WORK REQUIRED:
The answer is every line of the records that holds the word "bathroom", copied in full.

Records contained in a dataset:
========================================
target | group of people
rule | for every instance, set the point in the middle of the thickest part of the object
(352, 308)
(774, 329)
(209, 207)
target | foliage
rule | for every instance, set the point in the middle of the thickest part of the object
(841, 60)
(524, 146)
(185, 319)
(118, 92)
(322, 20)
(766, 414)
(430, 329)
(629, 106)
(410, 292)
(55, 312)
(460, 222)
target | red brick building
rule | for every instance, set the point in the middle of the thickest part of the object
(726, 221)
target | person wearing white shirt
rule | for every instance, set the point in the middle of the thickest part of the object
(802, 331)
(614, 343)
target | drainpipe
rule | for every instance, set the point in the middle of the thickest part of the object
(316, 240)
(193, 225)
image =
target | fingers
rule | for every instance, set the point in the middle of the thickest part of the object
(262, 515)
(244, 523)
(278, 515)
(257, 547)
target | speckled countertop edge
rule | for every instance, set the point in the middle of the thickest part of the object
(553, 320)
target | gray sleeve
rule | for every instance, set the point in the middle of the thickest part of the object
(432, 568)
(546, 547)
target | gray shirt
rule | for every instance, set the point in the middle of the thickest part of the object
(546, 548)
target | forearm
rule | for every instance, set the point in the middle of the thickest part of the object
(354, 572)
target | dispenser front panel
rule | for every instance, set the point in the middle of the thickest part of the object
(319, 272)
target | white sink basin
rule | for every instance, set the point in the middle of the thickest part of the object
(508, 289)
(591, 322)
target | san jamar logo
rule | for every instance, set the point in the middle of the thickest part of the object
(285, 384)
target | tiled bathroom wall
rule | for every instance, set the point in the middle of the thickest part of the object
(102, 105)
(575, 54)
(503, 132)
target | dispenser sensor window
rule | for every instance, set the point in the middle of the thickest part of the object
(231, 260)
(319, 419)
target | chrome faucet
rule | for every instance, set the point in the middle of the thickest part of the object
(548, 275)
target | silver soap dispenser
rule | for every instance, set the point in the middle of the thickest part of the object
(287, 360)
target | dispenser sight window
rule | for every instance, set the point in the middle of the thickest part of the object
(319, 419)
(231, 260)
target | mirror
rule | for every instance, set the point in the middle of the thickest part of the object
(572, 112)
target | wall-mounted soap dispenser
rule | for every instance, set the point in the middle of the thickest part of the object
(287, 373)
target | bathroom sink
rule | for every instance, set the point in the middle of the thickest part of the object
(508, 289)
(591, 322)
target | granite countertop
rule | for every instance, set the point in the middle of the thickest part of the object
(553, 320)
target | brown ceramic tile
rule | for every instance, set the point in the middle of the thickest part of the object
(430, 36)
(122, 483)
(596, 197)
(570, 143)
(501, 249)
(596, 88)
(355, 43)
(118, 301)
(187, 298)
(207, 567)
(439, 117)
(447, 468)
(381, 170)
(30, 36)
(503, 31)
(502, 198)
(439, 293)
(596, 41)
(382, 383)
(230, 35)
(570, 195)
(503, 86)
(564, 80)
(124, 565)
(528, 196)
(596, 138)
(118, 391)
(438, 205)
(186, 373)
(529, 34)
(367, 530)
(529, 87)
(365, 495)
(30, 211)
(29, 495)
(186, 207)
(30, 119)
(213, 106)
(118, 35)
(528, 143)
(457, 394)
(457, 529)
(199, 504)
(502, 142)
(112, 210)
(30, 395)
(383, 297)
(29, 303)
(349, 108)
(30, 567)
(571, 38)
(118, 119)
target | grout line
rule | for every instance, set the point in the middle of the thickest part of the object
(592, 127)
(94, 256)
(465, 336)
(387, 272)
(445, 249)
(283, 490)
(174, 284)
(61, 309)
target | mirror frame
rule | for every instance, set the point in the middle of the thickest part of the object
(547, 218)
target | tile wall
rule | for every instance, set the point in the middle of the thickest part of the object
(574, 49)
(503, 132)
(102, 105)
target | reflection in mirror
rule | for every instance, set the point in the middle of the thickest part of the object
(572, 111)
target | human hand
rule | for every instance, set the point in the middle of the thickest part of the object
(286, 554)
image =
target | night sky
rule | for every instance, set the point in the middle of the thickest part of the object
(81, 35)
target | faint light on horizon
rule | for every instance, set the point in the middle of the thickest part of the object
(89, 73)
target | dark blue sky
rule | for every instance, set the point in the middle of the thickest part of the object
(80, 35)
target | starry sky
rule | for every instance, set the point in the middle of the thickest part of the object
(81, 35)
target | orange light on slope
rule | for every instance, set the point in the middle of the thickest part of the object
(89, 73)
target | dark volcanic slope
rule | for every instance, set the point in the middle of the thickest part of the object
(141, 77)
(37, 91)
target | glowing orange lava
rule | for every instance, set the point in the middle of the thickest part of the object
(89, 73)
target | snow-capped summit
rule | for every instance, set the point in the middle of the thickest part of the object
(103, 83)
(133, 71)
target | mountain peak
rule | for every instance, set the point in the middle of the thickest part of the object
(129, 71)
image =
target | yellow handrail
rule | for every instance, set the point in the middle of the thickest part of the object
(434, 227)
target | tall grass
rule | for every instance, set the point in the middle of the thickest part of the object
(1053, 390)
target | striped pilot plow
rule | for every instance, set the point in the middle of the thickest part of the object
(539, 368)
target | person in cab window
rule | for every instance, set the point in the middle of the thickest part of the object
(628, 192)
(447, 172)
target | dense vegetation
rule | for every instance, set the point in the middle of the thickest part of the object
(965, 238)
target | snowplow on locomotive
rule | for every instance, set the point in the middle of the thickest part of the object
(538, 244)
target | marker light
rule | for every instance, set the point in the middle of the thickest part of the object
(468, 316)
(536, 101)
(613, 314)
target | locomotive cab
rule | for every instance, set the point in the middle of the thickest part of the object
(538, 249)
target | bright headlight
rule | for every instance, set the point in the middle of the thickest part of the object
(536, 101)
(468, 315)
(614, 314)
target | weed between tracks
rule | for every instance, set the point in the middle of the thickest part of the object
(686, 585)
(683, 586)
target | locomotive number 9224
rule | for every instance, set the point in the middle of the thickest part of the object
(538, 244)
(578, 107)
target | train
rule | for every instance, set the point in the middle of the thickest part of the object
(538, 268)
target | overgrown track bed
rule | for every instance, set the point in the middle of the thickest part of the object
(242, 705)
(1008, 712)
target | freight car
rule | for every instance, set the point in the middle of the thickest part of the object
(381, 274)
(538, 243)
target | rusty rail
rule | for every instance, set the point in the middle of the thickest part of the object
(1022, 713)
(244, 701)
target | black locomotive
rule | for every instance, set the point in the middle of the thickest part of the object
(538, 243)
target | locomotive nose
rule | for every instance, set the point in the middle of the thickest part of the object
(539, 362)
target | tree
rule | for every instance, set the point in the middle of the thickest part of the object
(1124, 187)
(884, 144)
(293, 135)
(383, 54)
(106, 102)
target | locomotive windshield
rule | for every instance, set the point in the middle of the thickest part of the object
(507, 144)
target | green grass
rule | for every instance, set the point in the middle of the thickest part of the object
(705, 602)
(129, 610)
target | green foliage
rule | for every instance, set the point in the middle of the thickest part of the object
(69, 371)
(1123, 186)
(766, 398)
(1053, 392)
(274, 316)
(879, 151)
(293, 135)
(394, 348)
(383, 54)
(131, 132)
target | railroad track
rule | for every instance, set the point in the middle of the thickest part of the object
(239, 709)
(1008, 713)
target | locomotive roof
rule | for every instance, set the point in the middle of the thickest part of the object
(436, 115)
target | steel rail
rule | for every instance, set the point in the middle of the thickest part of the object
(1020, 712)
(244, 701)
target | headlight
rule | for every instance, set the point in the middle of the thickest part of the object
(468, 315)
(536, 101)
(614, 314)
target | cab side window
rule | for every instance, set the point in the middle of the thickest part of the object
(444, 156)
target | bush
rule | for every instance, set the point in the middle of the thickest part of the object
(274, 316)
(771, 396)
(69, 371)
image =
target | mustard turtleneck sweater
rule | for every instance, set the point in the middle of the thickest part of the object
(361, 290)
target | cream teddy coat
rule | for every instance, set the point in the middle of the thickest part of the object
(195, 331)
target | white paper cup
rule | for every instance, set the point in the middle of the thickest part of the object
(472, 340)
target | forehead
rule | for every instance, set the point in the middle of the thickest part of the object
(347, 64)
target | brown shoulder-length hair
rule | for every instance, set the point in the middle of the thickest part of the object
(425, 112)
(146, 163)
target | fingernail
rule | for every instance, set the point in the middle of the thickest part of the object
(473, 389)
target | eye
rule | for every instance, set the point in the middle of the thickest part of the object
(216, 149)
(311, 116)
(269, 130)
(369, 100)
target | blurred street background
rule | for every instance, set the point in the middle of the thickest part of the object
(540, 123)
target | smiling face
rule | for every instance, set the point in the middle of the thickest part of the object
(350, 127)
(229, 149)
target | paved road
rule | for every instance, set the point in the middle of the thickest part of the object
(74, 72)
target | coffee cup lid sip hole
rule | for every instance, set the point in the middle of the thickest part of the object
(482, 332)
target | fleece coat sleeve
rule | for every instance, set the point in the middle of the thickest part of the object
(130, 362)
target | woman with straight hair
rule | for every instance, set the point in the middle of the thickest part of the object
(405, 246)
========================================
ANSWER TO THIS PROBLEM:
target | tiled bathroom wall
target | bathroom sink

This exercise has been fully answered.